Dataset records:
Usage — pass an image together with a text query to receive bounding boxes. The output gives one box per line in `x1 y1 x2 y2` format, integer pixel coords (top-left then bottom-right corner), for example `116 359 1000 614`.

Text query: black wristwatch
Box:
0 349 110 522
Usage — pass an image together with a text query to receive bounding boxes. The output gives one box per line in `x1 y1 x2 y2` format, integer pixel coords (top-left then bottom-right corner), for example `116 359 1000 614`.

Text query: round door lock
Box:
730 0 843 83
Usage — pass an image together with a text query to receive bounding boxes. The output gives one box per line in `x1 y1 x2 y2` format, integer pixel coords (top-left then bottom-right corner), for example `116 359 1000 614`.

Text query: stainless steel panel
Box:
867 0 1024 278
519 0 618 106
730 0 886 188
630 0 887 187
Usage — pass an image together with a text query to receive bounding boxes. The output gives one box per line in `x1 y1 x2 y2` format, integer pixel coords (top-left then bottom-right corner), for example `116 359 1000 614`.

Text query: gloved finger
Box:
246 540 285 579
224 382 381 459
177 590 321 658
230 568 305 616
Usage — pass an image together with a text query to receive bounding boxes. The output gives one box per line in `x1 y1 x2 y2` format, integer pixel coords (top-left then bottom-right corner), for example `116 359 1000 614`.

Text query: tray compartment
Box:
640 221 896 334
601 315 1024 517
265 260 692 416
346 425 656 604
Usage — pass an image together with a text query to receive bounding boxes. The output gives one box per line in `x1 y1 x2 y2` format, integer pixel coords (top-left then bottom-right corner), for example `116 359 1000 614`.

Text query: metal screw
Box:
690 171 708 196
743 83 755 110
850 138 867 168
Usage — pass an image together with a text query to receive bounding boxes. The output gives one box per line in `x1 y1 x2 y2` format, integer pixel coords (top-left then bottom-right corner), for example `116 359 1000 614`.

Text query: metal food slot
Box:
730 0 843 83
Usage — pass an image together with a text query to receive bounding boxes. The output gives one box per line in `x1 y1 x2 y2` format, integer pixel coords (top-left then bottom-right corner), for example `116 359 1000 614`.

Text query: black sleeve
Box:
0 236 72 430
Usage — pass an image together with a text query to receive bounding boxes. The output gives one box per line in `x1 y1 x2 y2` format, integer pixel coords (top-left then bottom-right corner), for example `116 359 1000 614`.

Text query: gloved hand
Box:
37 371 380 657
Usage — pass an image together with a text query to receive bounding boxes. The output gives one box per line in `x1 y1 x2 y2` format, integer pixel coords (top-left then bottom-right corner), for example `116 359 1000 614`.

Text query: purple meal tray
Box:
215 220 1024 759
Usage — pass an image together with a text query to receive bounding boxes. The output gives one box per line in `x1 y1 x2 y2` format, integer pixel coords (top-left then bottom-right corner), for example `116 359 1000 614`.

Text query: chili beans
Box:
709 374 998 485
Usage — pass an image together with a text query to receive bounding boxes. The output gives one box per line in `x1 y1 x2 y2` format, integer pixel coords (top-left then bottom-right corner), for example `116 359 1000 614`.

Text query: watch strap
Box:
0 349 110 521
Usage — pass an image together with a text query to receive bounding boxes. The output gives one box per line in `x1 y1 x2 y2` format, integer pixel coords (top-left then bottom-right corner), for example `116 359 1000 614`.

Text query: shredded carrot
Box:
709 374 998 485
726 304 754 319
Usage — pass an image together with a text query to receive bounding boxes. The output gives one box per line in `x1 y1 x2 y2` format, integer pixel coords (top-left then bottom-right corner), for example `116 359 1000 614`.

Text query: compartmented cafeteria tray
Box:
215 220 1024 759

Exercise description: Reproduce every one of the records above verbatim, without changing anything.

Correct result:
Usage — pass an image together with a text query to receive bounding boxes. The output gives one box per line in `x1 y1 x2 y2` format, integer pixel coords (top-left then bottom-right corner), for example `116 359 1000 614`.

Text query: black wristwatch
Box:
0 349 110 522
Usage — pass an image together with a text query to receive bounding boxes. The output gives one box per line in `x1 y1 x2 y2` format, integer pixel coords (top-left then bottom-right corner), for example `116 359 1000 614`.

Text query: round door lock
Box:
730 0 843 83
Usage — pass an image together with a text query to receive bounding boxes. The output gives one box per line in `x1 y1 x2 y2` format, integer pixel coords (top-left then bottom-right corner), for example `116 359 1000 614`.

Text query: stainless steel panel
Box:
867 0 1024 278
519 0 618 106
730 0 886 188
630 0 887 187
Usage — pass an image together with a text query to receive bounding boxes. The output gives one box per line in `x1 y1 x2 y2` format, integer pixel coords (top-left then bottom-right corner), for example `116 359 1000 614`.

Text query: gloved finger
Box:
246 540 285 579
224 382 381 459
177 590 321 658
230 568 305 616
Usage — pass an image together with a text query to receive bounding boxes. The output gives one box per line in `x1 y1 x2 y2` format, integer pixel coords (top-left then bottom-right corner), for example `116 359 1000 614`.

Text query: tray compartment
Box:
640 221 896 334
601 315 1024 517
265 260 692 416
346 425 656 604
Usage — pass an image together with a text query to receive bounding boxes. The output gives one box per line in `x1 y1 x2 y2` format, integer pixel coords (top-left then bottom-right corner), for example `116 359 1000 614`.

Text query: metal screw
Box:
690 171 708 196
743 83 755 110
850 138 867 168
Usage — pass an image together with a text query to receive bounding boxes. The output gives one box per line in `x1 y1 x2 y2` format, integer pixel coords (top-left then bottom-right corner), for example `116 359 1000 614`.

Text query: metal food slot
Box:
730 0 843 83
Usage — pass an image together with a text query to receive bounding boxes. The output gives one box per line in `x1 y1 x2 y2` format, integer pixel coords (top-left then bottom-right corner), for example `116 359 1000 614`.

Text query: black sleeve
Box:
0 236 72 430
Usage — pass an image together with a text query to receive bounding boxes. The output gives one box per line in `x1 y1 x2 y2` format, integer pixel coords (top-left then bottom-right corner), for example `116 359 1000 614`.

Text query: gloved hand
Box:
37 371 380 657
Usage — pass an image together with a text query to receive bounding boxes. The output gives one box per line in `x1 y1 x2 y2` format, integer pixel coords (top-left then bottom-right corner), for example `116 359 1000 614`.

Text query: purple meal tray
Box:
215 220 1024 759
Usage — pass an image together with a text query to receive bounding boxes. The output gives one box per line in `x1 y1 x2 y2` format, integer pixel coords (top-left then bottom-right corner), for example `116 359 1000 614`.

Text query: chili beans
Box:
709 374 998 485
Usage — pass an image together with a text query to receive bounding boxes. The output gives one box per line in `x1 y1 x2 y2` format, integer pixel coords (top-left then bottom-right corner), for example `116 359 1000 614`.

Text query: watch strap
Box:
0 349 110 521
Usage — pass an image together with a text query to receive bounding boxes. The output gives one box per line in `x1 y1 x2 y2` format, integer pixel coords (top-left then bottom-right corner), for example `116 359 1000 614`.

Text query: shredded carrot
Box:
709 374 998 485
726 304 754 319
Usage — pass an image together with a text query to receive bounding boxes. The output gives one box per line in `x1 y1 x2 y2` format, integer pixel coords (top-left then bottom-right corner), for example `116 359 1000 614`.

Text query: compartmented cafeteria tray
Box:
215 220 1024 759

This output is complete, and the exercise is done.